◆ **YOUR OBJECTIVE**
Present the following data again exactly as it is shown.

========================

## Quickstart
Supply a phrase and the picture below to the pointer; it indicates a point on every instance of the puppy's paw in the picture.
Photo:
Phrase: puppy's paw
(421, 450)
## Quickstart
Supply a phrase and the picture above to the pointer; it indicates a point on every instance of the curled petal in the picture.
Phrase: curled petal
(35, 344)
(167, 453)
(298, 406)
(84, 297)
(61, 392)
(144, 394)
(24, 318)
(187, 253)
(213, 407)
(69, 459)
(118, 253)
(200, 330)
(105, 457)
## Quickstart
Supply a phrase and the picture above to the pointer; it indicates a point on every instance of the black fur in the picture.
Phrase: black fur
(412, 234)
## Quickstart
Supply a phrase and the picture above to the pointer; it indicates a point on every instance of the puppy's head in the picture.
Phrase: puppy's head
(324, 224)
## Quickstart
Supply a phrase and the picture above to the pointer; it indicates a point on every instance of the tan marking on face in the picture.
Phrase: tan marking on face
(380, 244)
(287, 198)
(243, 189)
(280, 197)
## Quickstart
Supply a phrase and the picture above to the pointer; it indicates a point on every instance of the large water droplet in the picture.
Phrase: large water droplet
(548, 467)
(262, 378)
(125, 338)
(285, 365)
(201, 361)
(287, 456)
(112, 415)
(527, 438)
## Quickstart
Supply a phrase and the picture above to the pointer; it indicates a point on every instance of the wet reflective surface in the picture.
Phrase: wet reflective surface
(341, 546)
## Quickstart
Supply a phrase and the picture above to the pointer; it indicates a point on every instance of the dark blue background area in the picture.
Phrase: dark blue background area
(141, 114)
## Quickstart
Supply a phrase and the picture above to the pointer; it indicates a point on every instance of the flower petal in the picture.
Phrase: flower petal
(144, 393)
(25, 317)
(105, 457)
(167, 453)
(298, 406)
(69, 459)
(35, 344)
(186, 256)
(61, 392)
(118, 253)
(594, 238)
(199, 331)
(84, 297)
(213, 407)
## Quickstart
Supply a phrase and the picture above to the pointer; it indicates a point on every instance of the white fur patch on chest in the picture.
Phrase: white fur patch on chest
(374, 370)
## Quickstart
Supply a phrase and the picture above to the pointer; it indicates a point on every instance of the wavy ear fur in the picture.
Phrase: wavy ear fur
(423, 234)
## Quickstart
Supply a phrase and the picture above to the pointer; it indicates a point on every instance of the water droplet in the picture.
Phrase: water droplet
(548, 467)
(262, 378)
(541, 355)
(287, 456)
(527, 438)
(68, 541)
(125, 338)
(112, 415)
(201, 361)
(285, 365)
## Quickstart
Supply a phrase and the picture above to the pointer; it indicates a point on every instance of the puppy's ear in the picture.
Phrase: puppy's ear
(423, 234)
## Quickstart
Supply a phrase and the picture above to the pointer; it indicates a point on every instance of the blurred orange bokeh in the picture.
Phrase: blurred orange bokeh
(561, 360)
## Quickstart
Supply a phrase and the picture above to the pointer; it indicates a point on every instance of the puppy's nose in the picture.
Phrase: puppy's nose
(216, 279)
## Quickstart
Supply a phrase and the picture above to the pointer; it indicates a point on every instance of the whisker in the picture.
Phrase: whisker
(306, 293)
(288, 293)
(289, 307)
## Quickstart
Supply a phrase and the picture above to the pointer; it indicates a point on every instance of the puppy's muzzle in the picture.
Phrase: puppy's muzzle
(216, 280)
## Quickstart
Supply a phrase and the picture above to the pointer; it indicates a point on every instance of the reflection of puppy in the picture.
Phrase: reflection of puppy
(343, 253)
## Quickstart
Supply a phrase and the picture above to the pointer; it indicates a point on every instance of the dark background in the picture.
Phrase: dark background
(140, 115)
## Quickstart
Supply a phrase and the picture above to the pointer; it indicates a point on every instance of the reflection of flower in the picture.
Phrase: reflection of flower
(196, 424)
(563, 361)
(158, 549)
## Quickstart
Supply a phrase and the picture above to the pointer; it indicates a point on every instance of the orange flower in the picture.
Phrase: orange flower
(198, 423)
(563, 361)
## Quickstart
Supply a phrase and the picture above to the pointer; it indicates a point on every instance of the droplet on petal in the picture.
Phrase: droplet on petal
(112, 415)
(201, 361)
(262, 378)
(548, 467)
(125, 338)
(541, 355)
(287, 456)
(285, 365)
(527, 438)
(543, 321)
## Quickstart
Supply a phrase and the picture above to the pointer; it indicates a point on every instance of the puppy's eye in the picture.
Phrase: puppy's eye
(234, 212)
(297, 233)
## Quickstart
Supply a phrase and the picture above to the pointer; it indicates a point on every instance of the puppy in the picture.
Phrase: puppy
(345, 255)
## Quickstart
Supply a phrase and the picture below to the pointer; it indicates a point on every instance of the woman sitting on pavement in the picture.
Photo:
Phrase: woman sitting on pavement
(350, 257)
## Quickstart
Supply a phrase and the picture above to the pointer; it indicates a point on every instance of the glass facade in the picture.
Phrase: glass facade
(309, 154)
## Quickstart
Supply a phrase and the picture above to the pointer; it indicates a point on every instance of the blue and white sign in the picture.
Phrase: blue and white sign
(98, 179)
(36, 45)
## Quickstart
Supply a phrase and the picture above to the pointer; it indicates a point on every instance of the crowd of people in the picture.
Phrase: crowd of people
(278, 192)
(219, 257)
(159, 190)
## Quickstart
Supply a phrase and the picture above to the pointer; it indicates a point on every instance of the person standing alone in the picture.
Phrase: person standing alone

========================

◆ **SOLUTION TO THE EXERCISE**
## Quickstart
Supply a phrase and the picture below to the pointer; it indicates a point on every instance of the puppy's paw in the picture.
Photo:
Phrase: puppy's paw
(421, 450)
## Quickstart
Supply a phrase and the picture above to the pointer; it indicates a point on every instance of the curled petal in the picture.
Phrase: curled petal
(35, 344)
(167, 453)
(298, 406)
(84, 297)
(61, 392)
(144, 394)
(24, 318)
(187, 253)
(213, 407)
(69, 459)
(118, 253)
(200, 330)
(105, 457)
## Quickstart
Supply a phrase and the picture above to the pointer; it indicates a point on every instance of the black fur in the picture.
Phrase: black fur
(412, 234)
## Quickstart
Supply a phrase and the picture above to the pointer; it indicates a point on every instance of the puppy's head in the picture.
Phrase: puppy's head
(324, 224)
## Quickstart
Supply a phrase and the picture above to the pointer; it indicates a point on every instance of the tan marking on face in the picture.
Phrase: tan marking on face
(380, 244)
(287, 198)
(243, 189)
(280, 197)
## Quickstart
Supply a phrase and the picture above to the pointer; it indicates a point on every instance of the large water droplet in the picture.
Phrase: large water droplet
(548, 467)
(262, 378)
(125, 338)
(285, 365)
(201, 361)
(287, 456)
(112, 415)
(527, 438)
## Quickstart
Supply a phrase and the picture above to the pointer; it indicates a point on every instance of the wet reflective surface in the picture.
Phrase: wet reflective surface
(341, 546)
## Quickstart
Supply a phrase and the picture above to the pointer; it indicates a point on every instance of the dark blue background area in the picture.
Phrase: dark blue background area
(141, 114)
## Quickstart
Supply a phrase and the picture above to the pointer; it indicates a point on every instance of the flower petal in the picture.
Phrase: flower petal
(144, 393)
(25, 317)
(105, 457)
(167, 453)
(298, 406)
(69, 459)
(35, 344)
(186, 256)
(61, 392)
(118, 253)
(594, 238)
(199, 331)
(84, 297)
(213, 407)
## Quickstart
Supply a phrase and the picture above to the pointer; it indicates a point on every instance of the white fur patch on chest in the picture.
Phrase: white fur patch on chest
(374, 370)
## Quickstart
Supply a phrase and the picture above to the pointer; it indicates a point on every instance of the wavy ear fur in the picture.
Phrase: wavy ear fur
(423, 234)
## Quickstart
Supply a phrase and the picture above to the pointer; it indicates a point on every instance of the water droplet in the picture.
Phrase: water droplet
(548, 467)
(262, 378)
(541, 355)
(287, 456)
(527, 438)
(68, 541)
(125, 338)
(112, 415)
(201, 361)
(285, 365)
## Quickstart
Supply a phrase and the picture above to the pointer; it indicates a point on every instance of the puppy's ear in the picture.
Phrase: puppy's ear
(423, 234)
## Quickstart
Supply a phrase and the picture above to the pointer; it indicates a point on every instance of the blurred orange bokeh in the picture.
Phrase: blurred orange bokeh
(561, 360)
## Quickstart
Supply a phrase and the picture above to the pointer; it indicates a point on every instance of the puppy's nose in the picture.
Phrase: puppy's nose
(216, 279)
## Quickstart
Supply a phrase and the picture above to the pointer; it indicates a point on every instance of the whisker in the picture.
Phrase: whisker
(306, 293)
(288, 293)
(289, 307)
## Quickstart
Supply a phrase and the picture above to the pointer; it indicates a point on every instance of the puppy's muzzle in the picture.
Phrase: puppy's muzzle
(216, 280)
## Quickstart
Supply a phrase and the picture above to the pointer; it indicates a point on every instance of the reflection of puppy in the picture.
Phrase: reflection of puppy
(343, 253)
## Quickstart
Supply a phrase and the picture above to the pointer; it indicates a point on every instance of the dark background in the picture.
Phrase: dark background
(140, 115)
## Quickstart
Supply a phrase and the picture above to the pointer; it indicates a point on every instance of the reflection of flower in the picture.
Phrase: reflection of flower
(196, 424)
(563, 361)
(158, 549)
## Quickstart
Supply a phrase and the picture above to the pointer; it indicates a point on every instance of the orange flower in the picture.
Phrase: orange flower
(198, 423)
(563, 361)
## Quickstart
Supply a phrase and the picture above to the pointer; it indicates a point on every instance of the droplet on petal in the picture.
Phrase: droplet on petal
(112, 415)
(201, 361)
(262, 378)
(548, 467)
(125, 338)
(541, 355)
(287, 456)
(285, 365)
(527, 438)
(543, 321)
## Quickstart
Supply a phrase and the picture above to the pointer; it indicates a point on every instance of the puppy's eye in the picture.
Phrase: puppy's eye
(234, 212)
(297, 233)
## Quickstart
Supply a phrase and the picture above to the pointer; it indicates a point on every instance of the puppy in the picture.
Phrase: puppy
(345, 255)
## Quickstart
Supply a phrase and the picture below to the pointer; it indicates a point on every instance of the woman sitting on pavement in the picture.
Photo:
Phrase: woman sitting on pavement
(350, 257)
## Quickstart
Supply a phrase and the picture above to the pointer; it indicates a point on every instance of the glass facade in the picture.
Phrase: glass facade
(309, 154)
## Quickstart
Supply a phrase and the picture above to the pointer; it indicates a point on every instance of the blue and white sign in the picture.
Phrase: blue and white sign
(98, 179)
(36, 45)
## Quickstart
Supply a phrase and the picture above to the pointer; it indicates a point on every instance of the crowd of people in the picture.
Phrase: crowd of people
(278, 192)
(219, 257)
(159, 190)
## Quickstart
Supply a phrase and the picture above to the pointer; it indicates a point on every instance of the person standing alone in the picture.
Phrase: person standing alone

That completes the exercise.